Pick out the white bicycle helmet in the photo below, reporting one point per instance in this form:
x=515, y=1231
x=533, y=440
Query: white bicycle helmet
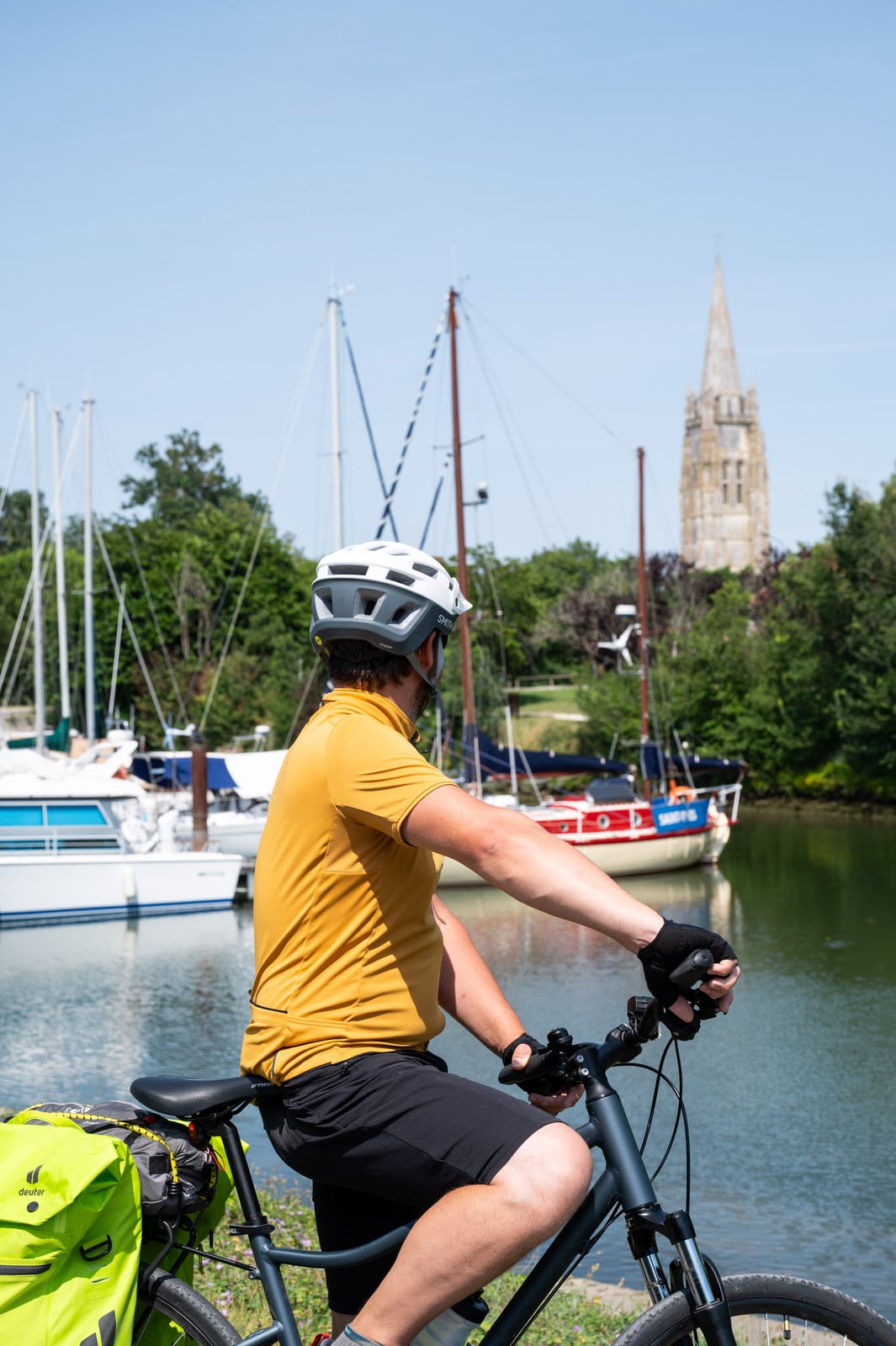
x=385, y=594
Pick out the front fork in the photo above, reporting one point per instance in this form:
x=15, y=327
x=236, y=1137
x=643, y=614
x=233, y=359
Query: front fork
x=696, y=1278
x=693, y=1275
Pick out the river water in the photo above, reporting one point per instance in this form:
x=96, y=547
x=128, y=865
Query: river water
x=790, y=1099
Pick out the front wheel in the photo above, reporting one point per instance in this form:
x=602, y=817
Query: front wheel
x=770, y=1310
x=179, y=1303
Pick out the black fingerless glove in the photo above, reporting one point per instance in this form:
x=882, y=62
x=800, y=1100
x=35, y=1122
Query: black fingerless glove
x=669, y=948
x=543, y=1084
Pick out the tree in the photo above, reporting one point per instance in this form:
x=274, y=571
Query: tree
x=183, y=478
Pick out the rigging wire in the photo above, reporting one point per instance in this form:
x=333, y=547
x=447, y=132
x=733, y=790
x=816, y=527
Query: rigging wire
x=491, y=384
x=550, y=379
x=24, y=607
x=108, y=448
x=415, y=414
x=262, y=524
x=116, y=590
x=363, y=408
x=13, y=451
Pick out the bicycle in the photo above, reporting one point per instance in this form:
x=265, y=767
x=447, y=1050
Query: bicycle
x=693, y=1298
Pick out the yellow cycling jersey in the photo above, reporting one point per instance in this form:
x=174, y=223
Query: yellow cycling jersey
x=347, y=949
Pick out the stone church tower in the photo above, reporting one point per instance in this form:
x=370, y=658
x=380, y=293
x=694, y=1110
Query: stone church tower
x=724, y=485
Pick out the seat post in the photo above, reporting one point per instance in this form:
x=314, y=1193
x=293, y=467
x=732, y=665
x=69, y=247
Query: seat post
x=241, y=1174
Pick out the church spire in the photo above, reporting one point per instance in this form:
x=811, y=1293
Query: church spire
x=720, y=363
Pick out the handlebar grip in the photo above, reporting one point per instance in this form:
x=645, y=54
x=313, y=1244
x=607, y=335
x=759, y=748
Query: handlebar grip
x=693, y=969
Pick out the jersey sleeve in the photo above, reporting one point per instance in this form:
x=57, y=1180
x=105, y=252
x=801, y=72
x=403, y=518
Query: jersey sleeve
x=377, y=777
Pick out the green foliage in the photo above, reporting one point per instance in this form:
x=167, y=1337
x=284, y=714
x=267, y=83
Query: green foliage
x=793, y=670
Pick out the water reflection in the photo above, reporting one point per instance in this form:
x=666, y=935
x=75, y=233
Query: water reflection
x=788, y=1099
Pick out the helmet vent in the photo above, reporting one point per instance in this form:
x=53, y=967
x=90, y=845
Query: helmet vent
x=354, y=569
x=368, y=602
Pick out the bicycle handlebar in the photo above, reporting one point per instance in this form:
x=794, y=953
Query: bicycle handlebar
x=559, y=1067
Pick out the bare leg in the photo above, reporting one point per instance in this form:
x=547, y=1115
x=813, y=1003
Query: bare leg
x=475, y=1233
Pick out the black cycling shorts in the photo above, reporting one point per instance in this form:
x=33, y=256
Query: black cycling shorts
x=384, y=1137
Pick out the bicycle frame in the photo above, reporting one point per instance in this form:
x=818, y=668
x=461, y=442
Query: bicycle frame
x=623, y=1182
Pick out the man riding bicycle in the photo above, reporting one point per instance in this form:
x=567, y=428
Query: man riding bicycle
x=357, y=959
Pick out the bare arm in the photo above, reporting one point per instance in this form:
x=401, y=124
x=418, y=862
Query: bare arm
x=467, y=989
x=469, y=993
x=514, y=854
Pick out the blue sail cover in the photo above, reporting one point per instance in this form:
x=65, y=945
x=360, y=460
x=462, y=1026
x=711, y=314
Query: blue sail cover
x=494, y=762
x=172, y=771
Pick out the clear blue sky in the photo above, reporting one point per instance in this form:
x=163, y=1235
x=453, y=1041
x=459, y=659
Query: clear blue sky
x=182, y=183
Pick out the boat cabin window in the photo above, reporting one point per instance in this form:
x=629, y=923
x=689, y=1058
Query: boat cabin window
x=20, y=814
x=76, y=816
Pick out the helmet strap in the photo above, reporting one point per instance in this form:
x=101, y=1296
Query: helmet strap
x=429, y=676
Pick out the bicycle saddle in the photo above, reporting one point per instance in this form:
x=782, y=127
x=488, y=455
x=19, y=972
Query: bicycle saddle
x=191, y=1097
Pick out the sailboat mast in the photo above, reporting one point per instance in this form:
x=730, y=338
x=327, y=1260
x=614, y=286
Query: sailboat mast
x=334, y=415
x=642, y=603
x=466, y=644
x=36, y=603
x=89, y=686
x=62, y=626
x=644, y=673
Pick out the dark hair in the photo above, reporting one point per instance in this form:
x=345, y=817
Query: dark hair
x=358, y=664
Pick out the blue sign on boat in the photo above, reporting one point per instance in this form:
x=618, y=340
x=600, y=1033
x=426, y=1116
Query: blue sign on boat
x=681, y=816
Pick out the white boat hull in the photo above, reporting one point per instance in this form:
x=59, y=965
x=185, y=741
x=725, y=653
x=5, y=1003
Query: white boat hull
x=36, y=888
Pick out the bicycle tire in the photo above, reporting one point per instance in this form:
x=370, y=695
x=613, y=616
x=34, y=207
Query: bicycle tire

**********

- **ACTIVITY**
From the first line of the material down to the line containing "x=233, y=359", inclusive, return each line exactly, skipping any picture.

- **WRITTEN ANSWER**
Pick out the white bicycle helmet in the photo below, reporting one point per instance in this form:
x=515, y=1231
x=533, y=440
Query: white bicycle helmet
x=385, y=594
Pick out the front fork in the photo above, reporting one point per instance in this form:
x=15, y=327
x=236, y=1137
x=643, y=614
x=233, y=359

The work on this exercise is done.